── Records ──

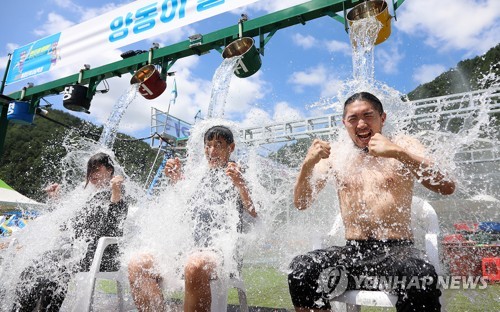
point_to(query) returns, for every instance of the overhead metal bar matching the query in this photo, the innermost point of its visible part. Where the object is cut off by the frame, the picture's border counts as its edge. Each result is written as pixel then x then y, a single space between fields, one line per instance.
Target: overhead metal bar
pixel 269 23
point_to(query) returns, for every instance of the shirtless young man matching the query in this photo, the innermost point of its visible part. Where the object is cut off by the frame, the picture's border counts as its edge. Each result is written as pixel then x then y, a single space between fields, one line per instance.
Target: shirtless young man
pixel 375 186
pixel 202 264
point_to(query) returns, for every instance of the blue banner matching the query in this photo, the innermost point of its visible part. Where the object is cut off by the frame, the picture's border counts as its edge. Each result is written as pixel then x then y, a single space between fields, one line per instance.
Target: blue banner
pixel 33 59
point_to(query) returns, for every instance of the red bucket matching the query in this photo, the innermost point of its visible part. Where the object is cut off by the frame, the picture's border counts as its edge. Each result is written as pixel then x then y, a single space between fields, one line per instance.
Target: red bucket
pixel 151 85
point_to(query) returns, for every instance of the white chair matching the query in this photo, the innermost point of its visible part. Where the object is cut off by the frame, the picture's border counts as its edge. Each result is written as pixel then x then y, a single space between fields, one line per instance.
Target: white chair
pixel 425 228
pixel 86 281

───

*Aim of the task:*
Make an exact copy of the listing above, omitting the pictures.

*Your solution:*
point_to(query) returns, for every instance of the overhead metal bar matching the query in this photo, the innermost point of its visible part. Where the object is cut off by the frame, the picture's border counts as its edge. Each result is written as pixel then x then y, a single space between fields, one line per instance.
Target: overhead metal bar
pixel 269 23
point_to(query) returns, for every instance of the shirtless young man matching the query in this photo, the innermost point of its visible part. Where the object is cut off by the frame, the picture's border counts as its edge. Each result is written as pixel then x then y, a single space between fields, one line per instance.
Target: shirtless young man
pixel 375 186
pixel 202 264
point_to(query) returns, for every instance of the blue banner matching the query in this photo, the innermost point of its visible part. Where the object is cut off by the frame, the picture's border counts as its edge. Each result is written as pixel then x then y, a single space between fields, one line per instance.
Target: blue banner
pixel 33 59
point_to(query) returns, for every instance of the red bucket matching the query in this photo, the innermost point of its visible part. Where the object is cut off by the frame, the picture's border counts as its edge. Each result is written as pixel then x then y, a single space between fields, one line per instance.
Target: red bucket
pixel 151 85
point_to(query) returns, for every instance of the white chair matching the query in this photo, the innermost point of its visible part. Where the object is cut off by the frame, the picture's border counts as its edge. Each result is written as pixel then x then y, a single space between fields, one line per instance.
Target: white chair
pixel 425 228
pixel 86 281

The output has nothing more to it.